Edit: they’re not even using the same data types in the arrays. Very misleading. I would caution against drawing any conclusions from this article.

Edit again: someone pointed out that the random number generation happens in an outer loop, so probably not a big impact. The point about slice still stands.

zRedShift · on Nov 27, 2022

It's also not measuring rng speed, it's measuring memcpy and sort speed.

schemescape · on Nov 27, 2022

Not sure I follow. Math.random() is in testSort, so the time to generate the random numbers is part of the measurement (even though it almost certainly shouldn’t be).

Edit: my main point is that there are many flaws in this comparison, so I wouldn’t draw any conclusions from the measurements in the article. They’re pretty much meaningless.

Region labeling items

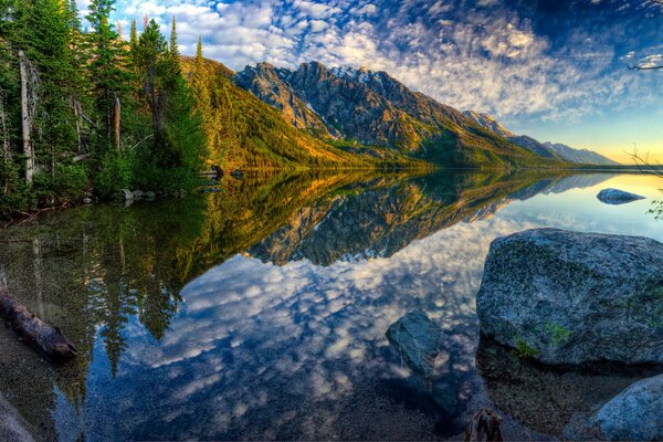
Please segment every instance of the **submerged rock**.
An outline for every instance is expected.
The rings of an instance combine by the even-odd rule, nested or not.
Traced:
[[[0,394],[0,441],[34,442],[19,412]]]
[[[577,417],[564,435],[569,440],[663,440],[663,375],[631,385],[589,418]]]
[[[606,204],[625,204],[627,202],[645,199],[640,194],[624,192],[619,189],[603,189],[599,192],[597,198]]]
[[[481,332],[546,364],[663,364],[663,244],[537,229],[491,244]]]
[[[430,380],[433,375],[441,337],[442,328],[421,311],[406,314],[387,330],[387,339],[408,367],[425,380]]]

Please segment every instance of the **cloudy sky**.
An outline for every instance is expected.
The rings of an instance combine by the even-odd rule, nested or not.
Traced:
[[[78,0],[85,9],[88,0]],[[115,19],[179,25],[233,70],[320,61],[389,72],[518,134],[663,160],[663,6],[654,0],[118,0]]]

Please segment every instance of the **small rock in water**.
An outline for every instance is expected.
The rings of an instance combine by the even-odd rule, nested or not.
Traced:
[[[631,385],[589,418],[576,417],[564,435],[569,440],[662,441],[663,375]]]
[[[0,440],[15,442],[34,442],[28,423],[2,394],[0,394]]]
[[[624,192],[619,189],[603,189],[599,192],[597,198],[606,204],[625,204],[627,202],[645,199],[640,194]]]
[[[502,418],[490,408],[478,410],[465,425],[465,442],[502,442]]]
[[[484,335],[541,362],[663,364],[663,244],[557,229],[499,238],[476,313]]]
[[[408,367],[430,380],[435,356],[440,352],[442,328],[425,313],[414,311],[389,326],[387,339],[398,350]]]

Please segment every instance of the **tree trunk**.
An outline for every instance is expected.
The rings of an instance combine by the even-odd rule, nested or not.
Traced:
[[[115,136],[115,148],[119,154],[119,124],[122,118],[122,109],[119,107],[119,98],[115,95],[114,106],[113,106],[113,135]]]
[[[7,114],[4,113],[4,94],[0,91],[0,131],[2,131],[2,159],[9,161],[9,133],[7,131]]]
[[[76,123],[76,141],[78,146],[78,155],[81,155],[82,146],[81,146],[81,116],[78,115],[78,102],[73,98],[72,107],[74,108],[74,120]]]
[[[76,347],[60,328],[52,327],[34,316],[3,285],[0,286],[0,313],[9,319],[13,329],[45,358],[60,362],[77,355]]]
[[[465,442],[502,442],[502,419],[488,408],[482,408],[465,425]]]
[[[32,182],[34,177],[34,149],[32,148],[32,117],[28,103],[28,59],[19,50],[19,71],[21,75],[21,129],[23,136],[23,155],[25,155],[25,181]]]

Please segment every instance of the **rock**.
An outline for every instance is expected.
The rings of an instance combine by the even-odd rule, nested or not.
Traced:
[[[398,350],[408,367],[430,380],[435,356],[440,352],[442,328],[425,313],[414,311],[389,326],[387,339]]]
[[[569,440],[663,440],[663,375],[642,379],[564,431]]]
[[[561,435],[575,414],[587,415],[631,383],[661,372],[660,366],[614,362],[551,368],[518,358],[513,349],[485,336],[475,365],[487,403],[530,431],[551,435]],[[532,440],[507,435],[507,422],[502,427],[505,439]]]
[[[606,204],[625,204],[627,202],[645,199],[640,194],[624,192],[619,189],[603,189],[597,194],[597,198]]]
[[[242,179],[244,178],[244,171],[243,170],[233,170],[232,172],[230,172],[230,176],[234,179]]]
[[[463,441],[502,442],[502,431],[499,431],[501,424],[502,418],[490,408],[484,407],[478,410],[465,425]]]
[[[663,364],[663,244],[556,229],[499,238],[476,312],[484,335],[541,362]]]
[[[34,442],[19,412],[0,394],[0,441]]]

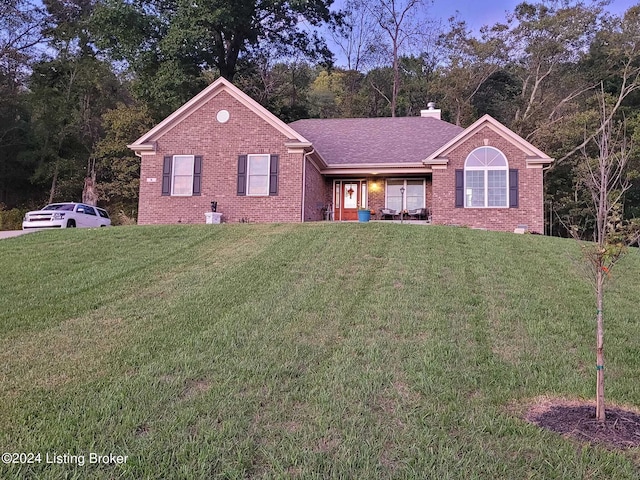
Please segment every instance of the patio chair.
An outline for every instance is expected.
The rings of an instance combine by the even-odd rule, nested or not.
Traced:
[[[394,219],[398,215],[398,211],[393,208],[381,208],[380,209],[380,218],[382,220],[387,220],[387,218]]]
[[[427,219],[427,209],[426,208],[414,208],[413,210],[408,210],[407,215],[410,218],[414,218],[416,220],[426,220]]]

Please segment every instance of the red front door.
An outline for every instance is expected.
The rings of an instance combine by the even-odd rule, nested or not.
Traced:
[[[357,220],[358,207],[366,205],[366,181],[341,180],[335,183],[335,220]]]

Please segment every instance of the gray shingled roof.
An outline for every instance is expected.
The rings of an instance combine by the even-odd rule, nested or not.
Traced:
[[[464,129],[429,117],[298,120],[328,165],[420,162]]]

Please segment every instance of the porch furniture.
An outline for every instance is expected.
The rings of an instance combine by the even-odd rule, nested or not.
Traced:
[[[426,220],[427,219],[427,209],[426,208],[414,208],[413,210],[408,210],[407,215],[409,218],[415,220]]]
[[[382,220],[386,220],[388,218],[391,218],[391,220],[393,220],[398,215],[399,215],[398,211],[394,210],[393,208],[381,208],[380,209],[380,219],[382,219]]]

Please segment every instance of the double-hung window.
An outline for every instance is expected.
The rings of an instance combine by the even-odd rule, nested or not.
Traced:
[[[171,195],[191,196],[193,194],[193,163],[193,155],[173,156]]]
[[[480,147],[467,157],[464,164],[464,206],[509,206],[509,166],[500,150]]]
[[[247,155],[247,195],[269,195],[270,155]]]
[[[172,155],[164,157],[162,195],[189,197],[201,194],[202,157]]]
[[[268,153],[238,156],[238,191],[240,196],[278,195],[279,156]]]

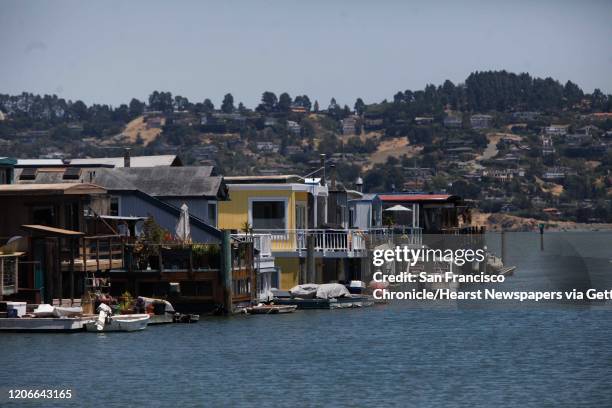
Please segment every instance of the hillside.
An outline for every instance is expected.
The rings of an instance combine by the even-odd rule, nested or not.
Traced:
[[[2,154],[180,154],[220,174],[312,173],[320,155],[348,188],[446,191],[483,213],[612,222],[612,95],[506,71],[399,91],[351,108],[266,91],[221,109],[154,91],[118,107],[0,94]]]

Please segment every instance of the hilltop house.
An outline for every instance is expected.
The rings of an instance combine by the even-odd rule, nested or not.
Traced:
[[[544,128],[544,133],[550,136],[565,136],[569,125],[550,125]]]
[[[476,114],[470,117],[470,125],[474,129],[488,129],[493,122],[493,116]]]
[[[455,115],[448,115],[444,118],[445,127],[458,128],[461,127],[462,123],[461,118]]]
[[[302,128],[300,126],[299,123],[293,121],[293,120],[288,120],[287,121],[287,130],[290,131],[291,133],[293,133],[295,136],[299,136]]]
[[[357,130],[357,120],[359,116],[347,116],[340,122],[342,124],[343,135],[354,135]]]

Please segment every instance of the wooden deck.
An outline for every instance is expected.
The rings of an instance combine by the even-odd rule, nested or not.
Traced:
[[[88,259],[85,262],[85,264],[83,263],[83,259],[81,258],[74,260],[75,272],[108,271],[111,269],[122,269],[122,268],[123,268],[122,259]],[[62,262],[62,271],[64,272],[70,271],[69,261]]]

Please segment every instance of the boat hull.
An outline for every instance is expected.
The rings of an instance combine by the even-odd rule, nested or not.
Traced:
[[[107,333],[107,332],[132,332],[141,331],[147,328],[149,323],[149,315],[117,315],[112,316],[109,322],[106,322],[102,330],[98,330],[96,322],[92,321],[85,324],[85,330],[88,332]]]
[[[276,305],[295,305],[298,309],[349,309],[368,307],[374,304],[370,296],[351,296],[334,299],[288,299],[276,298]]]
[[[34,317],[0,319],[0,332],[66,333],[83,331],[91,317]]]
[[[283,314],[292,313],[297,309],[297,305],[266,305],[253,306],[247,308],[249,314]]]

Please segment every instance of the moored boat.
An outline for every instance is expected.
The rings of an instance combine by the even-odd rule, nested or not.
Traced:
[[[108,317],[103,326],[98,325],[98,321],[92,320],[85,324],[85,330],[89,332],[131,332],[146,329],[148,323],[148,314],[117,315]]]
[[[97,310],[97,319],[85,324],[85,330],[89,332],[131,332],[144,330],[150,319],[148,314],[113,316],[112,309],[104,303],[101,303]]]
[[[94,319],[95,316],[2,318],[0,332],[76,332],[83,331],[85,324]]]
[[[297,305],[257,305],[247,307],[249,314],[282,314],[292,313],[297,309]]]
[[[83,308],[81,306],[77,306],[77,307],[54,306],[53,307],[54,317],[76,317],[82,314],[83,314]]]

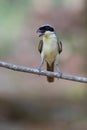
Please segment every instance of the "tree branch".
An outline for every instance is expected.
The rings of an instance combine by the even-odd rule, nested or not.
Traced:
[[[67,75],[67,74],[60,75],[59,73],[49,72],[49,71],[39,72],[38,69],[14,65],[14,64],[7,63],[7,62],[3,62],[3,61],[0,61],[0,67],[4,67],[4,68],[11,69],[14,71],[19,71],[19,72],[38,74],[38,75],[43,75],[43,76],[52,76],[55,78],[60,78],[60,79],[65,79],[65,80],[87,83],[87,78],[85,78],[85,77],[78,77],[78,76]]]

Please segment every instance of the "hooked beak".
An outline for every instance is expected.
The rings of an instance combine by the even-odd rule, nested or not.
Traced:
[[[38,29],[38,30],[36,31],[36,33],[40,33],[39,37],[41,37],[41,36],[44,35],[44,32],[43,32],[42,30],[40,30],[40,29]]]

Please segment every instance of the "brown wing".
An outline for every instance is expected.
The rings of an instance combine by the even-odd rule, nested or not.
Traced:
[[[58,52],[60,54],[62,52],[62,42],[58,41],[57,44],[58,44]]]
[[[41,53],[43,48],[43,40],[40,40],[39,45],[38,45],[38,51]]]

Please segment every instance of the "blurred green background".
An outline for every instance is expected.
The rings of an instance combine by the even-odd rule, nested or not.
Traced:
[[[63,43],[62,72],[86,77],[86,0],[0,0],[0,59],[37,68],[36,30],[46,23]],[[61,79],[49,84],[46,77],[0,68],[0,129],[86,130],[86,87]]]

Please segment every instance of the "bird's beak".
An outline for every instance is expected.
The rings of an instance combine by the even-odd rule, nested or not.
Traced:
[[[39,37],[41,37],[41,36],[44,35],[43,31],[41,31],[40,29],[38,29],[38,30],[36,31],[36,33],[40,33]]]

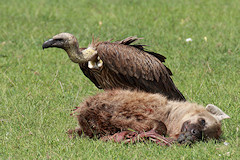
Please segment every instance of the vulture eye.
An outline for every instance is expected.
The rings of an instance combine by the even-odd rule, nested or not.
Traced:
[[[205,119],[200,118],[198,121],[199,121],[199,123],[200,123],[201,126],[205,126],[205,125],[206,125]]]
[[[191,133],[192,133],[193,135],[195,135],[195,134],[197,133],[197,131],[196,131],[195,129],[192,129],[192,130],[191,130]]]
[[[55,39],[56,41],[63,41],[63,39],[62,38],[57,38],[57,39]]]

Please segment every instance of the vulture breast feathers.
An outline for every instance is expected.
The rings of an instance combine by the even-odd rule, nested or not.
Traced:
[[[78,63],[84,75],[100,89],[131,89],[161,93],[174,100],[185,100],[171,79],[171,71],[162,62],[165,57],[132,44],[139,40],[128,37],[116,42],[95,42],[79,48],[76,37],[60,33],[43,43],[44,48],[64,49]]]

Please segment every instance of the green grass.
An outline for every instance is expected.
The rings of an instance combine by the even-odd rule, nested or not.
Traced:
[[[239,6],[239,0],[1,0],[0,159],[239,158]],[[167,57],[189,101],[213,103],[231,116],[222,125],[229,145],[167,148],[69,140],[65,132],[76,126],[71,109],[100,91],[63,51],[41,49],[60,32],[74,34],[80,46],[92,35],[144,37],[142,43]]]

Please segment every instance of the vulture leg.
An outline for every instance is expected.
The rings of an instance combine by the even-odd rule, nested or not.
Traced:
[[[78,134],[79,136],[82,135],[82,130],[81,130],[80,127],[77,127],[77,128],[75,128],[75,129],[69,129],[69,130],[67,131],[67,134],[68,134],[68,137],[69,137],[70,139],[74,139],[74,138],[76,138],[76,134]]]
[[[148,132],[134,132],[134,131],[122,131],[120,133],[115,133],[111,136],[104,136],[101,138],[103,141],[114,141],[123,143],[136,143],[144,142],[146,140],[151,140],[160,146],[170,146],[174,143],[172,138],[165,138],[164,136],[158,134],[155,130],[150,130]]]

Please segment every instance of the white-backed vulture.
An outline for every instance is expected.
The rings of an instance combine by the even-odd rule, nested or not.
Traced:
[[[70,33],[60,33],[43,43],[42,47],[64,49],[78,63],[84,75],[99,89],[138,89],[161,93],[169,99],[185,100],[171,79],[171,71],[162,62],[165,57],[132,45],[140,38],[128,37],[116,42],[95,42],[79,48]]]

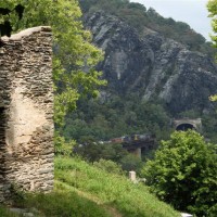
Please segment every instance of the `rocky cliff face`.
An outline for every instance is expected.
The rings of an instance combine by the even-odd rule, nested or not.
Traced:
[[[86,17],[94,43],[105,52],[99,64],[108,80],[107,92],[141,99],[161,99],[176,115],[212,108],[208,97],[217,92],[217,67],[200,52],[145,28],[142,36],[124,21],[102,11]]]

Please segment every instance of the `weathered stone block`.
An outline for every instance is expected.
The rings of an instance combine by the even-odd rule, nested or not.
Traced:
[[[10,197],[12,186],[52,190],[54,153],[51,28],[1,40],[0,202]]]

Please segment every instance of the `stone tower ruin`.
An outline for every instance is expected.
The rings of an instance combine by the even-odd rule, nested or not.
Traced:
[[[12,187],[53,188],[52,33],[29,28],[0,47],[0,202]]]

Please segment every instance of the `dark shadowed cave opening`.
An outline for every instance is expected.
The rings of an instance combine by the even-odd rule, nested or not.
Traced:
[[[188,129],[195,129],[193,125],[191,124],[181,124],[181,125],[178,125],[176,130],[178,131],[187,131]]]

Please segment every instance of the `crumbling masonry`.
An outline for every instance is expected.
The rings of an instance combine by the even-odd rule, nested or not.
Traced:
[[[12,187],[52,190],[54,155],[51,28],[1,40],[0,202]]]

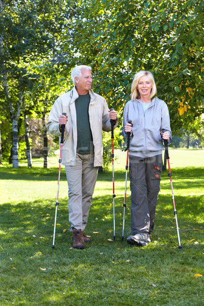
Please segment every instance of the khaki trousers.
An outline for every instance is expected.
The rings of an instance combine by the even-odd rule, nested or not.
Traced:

What you will do ->
a – Answer these questions about the forum thread on the sorting benchmark:
(i) Where did someone point out that the random number generation happens?
(ii) According to zRedShift, what two things is the benchmark actually measuring?
(iii) In which function does schemescape say Math.random() appears?
b – Reproduce the part of the forum thread on the sorting benchmark that opens with the words "Not sure I follow." and closes with "certainly shouldn’t be).".
c – Write what comes next in the forum thread on the sorting benchmark, picking up after its final sentence.
The records are not needed for any of the work here.

Exercise answers ->
a –
(i) In an outer loop.
(ii) Memcpy speed and sort speed.
(iii) In testSort.

b –
Not sure I follow. Math.random() is in testSort, so the time to generate the random numbers is part of the measurement (even though it almost certainly shouldn’t be).

c –
zRedShift · on Nov 27, 2022

I agree, but what I'm saying is, it only generates the numbers once and then sorts them 500 times. Yes it's a flawed measurement because it measures the generation time + 500 sorts, but the time to generate the numbers is probably minuscule compared to the sorting.

There are many more flaws, as you say, the biggest flaw is the stable vs unstable sort comparison, but it looks like the article author (not OP) has fixed it half an hour ago and updated the article.

schemescape · on Nov 27, 2022

You’re right, it uses the same array 500 times and then runs an outer loop (with a new array each time) 5 times.

usrusr · on Nov 27, 2022

Next step in result assessment would be a few less trivial examples and comparing how file sizes go up between languages: is the bulk of the observed "Rust tax" a one-time investment that won't grow for less trivial code or will the size keep growing in almost linear way, keeping the file size ratios roughly the same?

goliatone · on Nov 27, 2022

OT but I’ve been working with WASM and TinyGo and hit an unexpected roadblock: TinyGo lacks JSON support (because the native go implementation uses reflection).

That meant that I couldn’t find a way to serialize structs between host and WASM compiled functions/modules.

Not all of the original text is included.